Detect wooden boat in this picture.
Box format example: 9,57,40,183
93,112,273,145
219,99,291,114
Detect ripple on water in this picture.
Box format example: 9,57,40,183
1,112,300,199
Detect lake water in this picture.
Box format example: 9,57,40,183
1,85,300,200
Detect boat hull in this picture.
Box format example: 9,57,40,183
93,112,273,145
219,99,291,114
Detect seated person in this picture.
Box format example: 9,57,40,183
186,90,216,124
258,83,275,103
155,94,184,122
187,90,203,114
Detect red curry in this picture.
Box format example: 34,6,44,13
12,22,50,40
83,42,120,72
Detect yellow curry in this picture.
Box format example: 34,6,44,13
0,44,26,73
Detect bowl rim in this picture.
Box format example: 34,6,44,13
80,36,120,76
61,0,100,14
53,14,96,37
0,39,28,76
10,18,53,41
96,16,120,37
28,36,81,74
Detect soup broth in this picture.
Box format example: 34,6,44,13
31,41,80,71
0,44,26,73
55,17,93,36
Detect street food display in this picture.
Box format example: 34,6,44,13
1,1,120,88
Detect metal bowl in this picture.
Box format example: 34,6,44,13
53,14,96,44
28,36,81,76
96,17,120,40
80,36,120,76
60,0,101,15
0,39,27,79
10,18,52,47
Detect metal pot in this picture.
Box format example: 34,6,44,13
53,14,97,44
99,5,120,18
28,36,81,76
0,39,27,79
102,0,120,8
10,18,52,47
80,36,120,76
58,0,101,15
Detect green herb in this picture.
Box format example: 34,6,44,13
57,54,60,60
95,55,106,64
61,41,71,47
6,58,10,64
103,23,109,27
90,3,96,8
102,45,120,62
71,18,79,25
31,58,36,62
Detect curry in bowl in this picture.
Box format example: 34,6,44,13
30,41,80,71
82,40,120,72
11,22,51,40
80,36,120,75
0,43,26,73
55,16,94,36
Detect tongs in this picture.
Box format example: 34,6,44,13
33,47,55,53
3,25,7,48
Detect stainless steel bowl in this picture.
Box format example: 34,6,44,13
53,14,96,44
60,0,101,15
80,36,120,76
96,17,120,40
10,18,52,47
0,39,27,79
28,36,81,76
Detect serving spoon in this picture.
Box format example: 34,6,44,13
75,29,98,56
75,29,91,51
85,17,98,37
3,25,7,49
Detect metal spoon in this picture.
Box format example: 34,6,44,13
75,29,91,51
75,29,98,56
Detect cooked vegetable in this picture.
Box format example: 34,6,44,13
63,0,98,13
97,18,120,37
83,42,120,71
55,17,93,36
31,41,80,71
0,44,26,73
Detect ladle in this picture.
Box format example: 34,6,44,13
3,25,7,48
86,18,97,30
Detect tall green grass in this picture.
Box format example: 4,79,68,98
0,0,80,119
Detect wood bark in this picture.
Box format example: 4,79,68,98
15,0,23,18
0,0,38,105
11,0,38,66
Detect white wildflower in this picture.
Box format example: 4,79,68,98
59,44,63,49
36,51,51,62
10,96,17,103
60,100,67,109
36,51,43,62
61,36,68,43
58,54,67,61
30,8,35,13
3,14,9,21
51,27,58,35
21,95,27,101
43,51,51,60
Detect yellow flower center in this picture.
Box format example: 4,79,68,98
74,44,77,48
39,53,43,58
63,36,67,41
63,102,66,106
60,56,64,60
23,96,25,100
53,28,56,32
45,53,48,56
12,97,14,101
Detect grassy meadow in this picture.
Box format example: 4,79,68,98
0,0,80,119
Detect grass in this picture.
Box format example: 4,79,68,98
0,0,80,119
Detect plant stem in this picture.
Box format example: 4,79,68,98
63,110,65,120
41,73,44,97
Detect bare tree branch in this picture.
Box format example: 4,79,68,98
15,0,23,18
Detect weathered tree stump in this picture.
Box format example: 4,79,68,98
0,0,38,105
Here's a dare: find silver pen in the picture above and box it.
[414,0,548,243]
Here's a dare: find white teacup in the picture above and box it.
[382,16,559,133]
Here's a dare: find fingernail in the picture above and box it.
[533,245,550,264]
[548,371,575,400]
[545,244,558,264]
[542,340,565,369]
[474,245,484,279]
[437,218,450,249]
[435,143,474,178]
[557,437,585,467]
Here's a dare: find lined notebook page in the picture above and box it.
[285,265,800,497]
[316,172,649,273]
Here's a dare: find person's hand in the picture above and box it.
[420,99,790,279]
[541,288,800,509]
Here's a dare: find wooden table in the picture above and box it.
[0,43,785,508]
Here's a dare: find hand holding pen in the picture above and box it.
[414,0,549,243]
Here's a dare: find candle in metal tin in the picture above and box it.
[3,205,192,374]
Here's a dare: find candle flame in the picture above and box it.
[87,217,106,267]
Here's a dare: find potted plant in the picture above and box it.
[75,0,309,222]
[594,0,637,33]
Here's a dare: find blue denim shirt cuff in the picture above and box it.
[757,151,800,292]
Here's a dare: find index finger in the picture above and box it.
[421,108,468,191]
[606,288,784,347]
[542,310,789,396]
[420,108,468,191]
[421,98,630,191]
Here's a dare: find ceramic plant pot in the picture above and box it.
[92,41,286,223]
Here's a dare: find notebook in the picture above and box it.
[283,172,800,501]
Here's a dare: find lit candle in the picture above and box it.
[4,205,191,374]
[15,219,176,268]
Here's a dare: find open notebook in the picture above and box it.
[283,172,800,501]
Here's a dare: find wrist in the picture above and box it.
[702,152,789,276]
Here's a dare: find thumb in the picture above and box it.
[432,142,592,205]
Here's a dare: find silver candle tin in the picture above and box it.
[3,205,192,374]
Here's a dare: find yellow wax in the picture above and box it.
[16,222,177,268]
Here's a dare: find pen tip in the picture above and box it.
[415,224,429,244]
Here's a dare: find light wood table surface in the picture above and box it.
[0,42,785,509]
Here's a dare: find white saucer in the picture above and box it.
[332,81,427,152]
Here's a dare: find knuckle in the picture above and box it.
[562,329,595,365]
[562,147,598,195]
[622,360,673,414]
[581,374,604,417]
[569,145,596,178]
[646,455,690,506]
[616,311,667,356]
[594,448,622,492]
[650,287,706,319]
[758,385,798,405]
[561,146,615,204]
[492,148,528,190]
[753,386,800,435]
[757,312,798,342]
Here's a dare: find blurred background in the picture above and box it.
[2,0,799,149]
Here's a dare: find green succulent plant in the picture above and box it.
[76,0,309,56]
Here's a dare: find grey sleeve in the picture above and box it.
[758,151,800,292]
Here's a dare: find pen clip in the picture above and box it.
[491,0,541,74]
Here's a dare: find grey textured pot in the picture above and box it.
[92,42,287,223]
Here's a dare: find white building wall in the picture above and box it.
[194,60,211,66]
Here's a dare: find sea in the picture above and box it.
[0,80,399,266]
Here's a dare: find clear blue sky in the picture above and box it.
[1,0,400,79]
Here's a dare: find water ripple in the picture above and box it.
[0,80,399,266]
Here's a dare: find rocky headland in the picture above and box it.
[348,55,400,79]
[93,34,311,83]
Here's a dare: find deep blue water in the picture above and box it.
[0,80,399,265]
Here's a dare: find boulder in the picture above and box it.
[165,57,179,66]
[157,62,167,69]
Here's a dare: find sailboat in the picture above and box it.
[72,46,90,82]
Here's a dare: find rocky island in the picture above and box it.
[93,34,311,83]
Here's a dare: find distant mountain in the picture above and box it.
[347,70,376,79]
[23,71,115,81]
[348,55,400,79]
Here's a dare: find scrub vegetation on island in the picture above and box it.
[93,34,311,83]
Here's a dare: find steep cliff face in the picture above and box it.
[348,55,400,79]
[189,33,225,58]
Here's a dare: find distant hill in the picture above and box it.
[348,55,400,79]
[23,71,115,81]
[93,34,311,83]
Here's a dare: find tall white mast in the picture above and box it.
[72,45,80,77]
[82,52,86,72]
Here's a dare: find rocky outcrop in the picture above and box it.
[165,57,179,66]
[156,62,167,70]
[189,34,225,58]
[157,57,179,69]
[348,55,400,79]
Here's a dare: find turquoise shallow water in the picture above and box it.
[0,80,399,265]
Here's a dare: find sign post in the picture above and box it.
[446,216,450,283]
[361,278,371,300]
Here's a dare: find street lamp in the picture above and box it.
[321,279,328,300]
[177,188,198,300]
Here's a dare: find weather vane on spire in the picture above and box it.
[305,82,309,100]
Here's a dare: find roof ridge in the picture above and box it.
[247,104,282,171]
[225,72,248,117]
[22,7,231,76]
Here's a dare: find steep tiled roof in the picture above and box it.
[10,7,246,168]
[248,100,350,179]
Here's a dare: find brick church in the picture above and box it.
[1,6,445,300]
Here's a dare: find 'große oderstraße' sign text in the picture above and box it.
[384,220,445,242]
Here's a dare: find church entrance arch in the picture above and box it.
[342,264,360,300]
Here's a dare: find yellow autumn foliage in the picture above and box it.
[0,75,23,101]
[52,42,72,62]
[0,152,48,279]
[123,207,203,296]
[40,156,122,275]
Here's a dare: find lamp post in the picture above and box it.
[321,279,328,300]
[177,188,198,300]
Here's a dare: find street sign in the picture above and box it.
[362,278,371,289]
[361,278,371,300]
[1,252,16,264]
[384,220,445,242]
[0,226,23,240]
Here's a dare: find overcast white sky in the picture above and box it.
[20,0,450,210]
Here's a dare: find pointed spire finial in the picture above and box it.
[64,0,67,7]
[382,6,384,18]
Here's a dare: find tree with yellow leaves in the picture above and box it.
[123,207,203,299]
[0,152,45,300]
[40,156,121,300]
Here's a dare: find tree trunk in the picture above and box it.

—————

» **TASK STATEMENT**
All lines in the data that contain the word "bowl" should be copied.

» **OUTPUT OF THE EXERCISE**
Detect bowl rim in this picture.
Detect metal bowl in this picture.
Detect curry in bowl in this picture.
Detect stainless steel bowl in this picture.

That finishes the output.